**The request:**
Give back, unchanged, each line from the one containing "the door frame" through the last line of the entries below.

**Object pointing dataset rows:**
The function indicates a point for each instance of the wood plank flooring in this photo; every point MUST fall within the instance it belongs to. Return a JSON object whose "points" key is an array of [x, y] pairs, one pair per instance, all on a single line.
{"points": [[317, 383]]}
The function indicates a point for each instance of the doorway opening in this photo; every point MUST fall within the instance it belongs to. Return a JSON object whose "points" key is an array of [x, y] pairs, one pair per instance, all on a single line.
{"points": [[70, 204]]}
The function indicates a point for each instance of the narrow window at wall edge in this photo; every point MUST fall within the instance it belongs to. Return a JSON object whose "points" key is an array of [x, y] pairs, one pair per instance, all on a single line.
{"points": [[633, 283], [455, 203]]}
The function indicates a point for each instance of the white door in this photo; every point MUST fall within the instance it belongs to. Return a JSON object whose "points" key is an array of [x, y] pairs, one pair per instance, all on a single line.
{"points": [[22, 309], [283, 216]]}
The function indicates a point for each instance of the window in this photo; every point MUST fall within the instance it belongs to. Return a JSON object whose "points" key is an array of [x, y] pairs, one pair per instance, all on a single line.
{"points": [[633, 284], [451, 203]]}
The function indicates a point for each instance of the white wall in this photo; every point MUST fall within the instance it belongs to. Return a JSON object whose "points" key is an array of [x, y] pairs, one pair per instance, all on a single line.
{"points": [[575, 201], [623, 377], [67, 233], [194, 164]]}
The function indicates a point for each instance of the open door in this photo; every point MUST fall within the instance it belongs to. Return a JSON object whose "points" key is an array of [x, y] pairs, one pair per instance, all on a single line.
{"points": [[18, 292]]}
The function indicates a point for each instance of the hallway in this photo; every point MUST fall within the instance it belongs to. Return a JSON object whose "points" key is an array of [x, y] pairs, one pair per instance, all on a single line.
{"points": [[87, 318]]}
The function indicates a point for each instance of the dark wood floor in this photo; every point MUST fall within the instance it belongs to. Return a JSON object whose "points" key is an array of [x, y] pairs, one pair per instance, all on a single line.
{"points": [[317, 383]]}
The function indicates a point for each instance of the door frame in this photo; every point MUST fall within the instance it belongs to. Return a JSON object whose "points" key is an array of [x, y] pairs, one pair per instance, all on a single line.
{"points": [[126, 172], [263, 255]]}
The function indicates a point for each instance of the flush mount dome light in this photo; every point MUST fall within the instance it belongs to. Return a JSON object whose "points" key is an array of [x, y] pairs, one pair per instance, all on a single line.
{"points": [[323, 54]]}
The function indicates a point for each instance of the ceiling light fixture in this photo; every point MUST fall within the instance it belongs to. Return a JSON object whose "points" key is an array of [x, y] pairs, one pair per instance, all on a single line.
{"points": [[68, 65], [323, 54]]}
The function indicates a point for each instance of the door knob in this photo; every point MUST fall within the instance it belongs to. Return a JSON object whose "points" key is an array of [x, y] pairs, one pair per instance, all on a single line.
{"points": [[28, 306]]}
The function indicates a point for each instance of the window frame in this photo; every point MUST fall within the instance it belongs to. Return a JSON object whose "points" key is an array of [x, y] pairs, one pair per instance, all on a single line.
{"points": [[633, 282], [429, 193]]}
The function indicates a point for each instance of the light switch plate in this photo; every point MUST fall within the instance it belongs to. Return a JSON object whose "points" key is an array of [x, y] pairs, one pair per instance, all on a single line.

**Answer in full:**
The function indicates a point for each instance of the door frame in this photo; every point MUST fall within the instance it belongs to. Return a JSON object whose "points" key is an array of [x, y] pairs, one pair per instance, all on a single line.
{"points": [[126, 172], [263, 255]]}
The function indicates a point for each instance of the flush mount dome light in this photo; every point MUST fall within the instance it belongs to. Return a JSON object whose "points" key is an array of [x, y] pairs, one pair per instance, all on a single line.
{"points": [[323, 54]]}
The function indicates a point for each instance of the ceiling light fixture in this photo; every point MUST fall within the instance it belongs to. Return a JSON object whose "points" key is an array of [x, y] pairs, one pair per instance, all on a single line.
{"points": [[68, 65], [323, 54]]}
The function indicates a point for each instance of the door knob in this photo; every point MUST fall within the instance it belongs to. Return a JSON object whose "points" key is an array of [x, y] pairs, one pair per instance, all on a single line.
{"points": [[28, 306]]}
The function indicates a point for each instance of the window frame in this photo; every point MUST fall within the instance it belongs to. Return a JSON object whose "points" key is an array of [x, y] pairs, one pair per instance, all on a single line.
{"points": [[633, 282], [429, 193]]}
The function indicates a point for each instance of the light switch plate in this photo; every point MUST fall within the instance it belongs to. Return a JSON object whose "points" key is an array of [x, y] pairs, one pair per instance, all on a single line.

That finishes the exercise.